+++ Input for this task +++

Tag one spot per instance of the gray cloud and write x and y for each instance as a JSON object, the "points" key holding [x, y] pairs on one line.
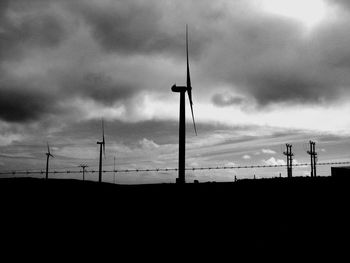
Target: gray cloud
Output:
{"points": [[223, 100], [266, 59], [33, 25], [135, 27], [20, 103]]}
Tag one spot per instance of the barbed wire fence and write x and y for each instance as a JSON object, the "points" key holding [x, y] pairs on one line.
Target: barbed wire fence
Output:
{"points": [[141, 170]]}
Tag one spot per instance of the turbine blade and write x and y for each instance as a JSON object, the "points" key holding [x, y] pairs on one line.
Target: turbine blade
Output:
{"points": [[103, 130], [189, 92], [188, 64], [104, 149], [189, 85], [103, 139]]}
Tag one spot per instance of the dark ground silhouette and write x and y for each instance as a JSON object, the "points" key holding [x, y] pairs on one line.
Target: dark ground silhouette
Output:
{"points": [[266, 216]]}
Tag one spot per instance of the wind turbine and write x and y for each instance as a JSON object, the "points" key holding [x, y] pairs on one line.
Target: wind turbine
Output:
{"points": [[48, 155], [182, 119], [102, 145]]}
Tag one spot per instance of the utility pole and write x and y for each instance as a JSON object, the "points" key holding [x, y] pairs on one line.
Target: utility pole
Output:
{"points": [[83, 166], [289, 155], [114, 171], [313, 156]]}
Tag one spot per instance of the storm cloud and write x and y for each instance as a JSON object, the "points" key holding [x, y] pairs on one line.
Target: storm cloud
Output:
{"points": [[110, 52]]}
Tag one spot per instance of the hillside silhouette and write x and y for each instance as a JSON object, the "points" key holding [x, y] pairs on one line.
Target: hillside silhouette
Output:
{"points": [[280, 214]]}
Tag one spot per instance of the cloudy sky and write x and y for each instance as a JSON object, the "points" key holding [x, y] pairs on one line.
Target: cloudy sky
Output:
{"points": [[264, 73]]}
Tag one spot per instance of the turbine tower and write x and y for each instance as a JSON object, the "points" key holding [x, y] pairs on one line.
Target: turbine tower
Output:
{"points": [[102, 146], [182, 119], [48, 155]]}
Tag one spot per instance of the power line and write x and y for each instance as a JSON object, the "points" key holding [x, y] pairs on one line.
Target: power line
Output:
{"points": [[14, 172]]}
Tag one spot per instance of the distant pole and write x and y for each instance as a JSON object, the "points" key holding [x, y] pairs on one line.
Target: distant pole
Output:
{"points": [[289, 155], [315, 158], [114, 171], [100, 165], [313, 155], [47, 166], [83, 166]]}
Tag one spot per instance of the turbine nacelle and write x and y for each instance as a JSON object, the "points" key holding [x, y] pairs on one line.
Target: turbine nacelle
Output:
{"points": [[175, 88]]}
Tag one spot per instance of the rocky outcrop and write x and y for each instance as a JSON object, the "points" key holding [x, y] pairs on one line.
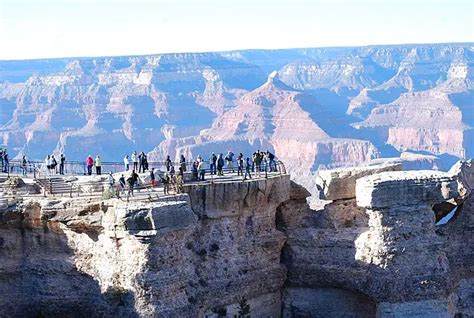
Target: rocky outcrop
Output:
{"points": [[413, 97], [375, 247]]}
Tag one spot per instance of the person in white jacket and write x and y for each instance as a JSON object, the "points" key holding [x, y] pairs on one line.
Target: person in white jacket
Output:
{"points": [[135, 161]]}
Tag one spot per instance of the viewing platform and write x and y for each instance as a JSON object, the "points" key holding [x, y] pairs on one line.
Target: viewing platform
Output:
{"points": [[39, 182]]}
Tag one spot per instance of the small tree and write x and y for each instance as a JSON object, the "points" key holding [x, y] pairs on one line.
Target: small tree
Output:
{"points": [[244, 308]]}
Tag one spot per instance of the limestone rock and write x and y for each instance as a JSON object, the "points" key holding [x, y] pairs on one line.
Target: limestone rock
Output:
{"points": [[341, 183], [406, 188]]}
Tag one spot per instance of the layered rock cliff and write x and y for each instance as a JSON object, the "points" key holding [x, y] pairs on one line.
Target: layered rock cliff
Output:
{"points": [[331, 106]]}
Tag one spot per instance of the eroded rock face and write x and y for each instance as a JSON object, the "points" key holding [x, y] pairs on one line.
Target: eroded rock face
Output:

+++

**Aim of the exercise:**
Extract every line of the data exactly; pictures stay out.

**Expected answer:**
Tag one spot per instance of the gray cloud and write x and y for each instance as a JSON object, the "points" key holding [x, y] pairs on one line.
Target: gray cloud
Output:
{"points": [[223, 100], [266, 59], [33, 25], [135, 27], [20, 103]]}
Tag one spot per instance of the barbed wire fence and write x and y for each instance as a JSON object, the "points" key holding [x, y] pairs on one line.
Target: barbed wire fence
Output:
{"points": [[141, 170]]}
Tag one spot per instance of the turbine blade and write x and y for each instance as a JSON object, the "points" key holding [x, y] pairs on one line.
Target: turbine blade
Output:
{"points": [[103, 130], [189, 92], [188, 64], [104, 149], [189, 85], [103, 139]]}
Tag one spot per instance of the dark ground silhouette and write x and y for each instance as a JSON object, the "points" key holding [x, y] pairs on one line.
Target: dark ground silhouette
Output:
{"points": [[266, 216]]}
Tag one spot per instance of the wind turbine and write x and y for each instance as a JSON object, the "points" key holding [x, y] pairs on one line.
Target: wind turbine
Output:
{"points": [[48, 155], [182, 119], [102, 145]]}
Tag one spot per instance of the utility pole and write x and y for each instance as a JSON object, the "points" key holding [x, y] pairs on one line.
Target: utility pole
Output:
{"points": [[83, 166], [289, 155], [114, 171], [313, 156]]}
Tag one spot per instance of the storm cloud and write x and y for each instance as a JSON object, the "points" key holding [x, y] pairs on one line.
Target: storm cloud
Output:
{"points": [[110, 52]]}
Tag one spot per instance of the hillside silhouette and write x and y for each instance as a JSON object, the "points" key holding [x, y] pairs on one line.
Target: hillside silhouette
Output:
{"points": [[280, 214]]}
Tag one spot per instance of the cloudy sky and write x and y for each instance as a JSON object, the "points" key holding [x, y] pairs on one line.
Target: cloudy sky
Output:
{"points": [[264, 73]]}
Tag one spot per instance of the turbine tower and write x and y for each instance as a JSON object, the "points" key holding [x, y] pairs on one line.
Target: turbine tower
Output:
{"points": [[102, 146], [182, 119], [48, 155]]}
Tag one spot per instance of the power line and write x and y for each instance as a JSON object, the "points" key holding [x, y] pairs on one line.
Target: power line
Output:
{"points": [[14, 172]]}
Tag one spot per instance of the distant pole and write x and y for each instance as a JSON object, the "points" key holding [x, y] pairs on one line.
Target: distant pole
Output:
{"points": [[289, 155], [315, 158], [114, 171], [100, 165], [313, 155], [47, 166], [83, 166]]}
Tag one spot per instance of the turbine nacelle and write x and y for each instance as a JSON object, the "points" key holding [x, y] pairs on one line.
Target: turbine nacelle
Output:
{"points": [[175, 88]]}
Tag one spot per instance of the rocky outcrop and write x and y for each instance as a JSON object, the "points" key holding [x, y] pairs on one line.
Target: rocky outcrop
Output:
{"points": [[413, 97], [375, 247]]}
Tag one spot per instance of the person in white jacket and write x and y for each instance as a JSON object, the "points" key holding [x, y] pairs on one line.
Target: person in white jacket
Output:
{"points": [[135, 161]]}
Tag one spot per instance of the viewing platform and write x and y for each instance as a JSON object, the "points" key holding [x, y] pairs on one line.
Target: viewing platform
Output:
{"points": [[39, 182]]}
Tag one spot per instance of the small tree and write x and y for each instance as a JSON object, the "points" key holding [x, y] pairs on one line.
Target: small tree
Output:
{"points": [[244, 308]]}
Tag one spot per instance of the limestone rock and write x and y for each instance as a JSON object, the "points" key holding [x, y] pairs on one line.
Target: limestone rock
Output:
{"points": [[341, 183], [406, 188]]}
Tag one spot per instance of the layered rock cliff and write x and y for each instance as a JSON object, the "points" key holding [x, y] pairs on one line.
Target: layered rock cliff
Output:
{"points": [[331, 106]]}
Tag one spot per instance of the eroded rock face and write x and y for each instance as a JSON object, the "points" key holding [x, y] pairs on one line.
Target: eroded rock face
Output:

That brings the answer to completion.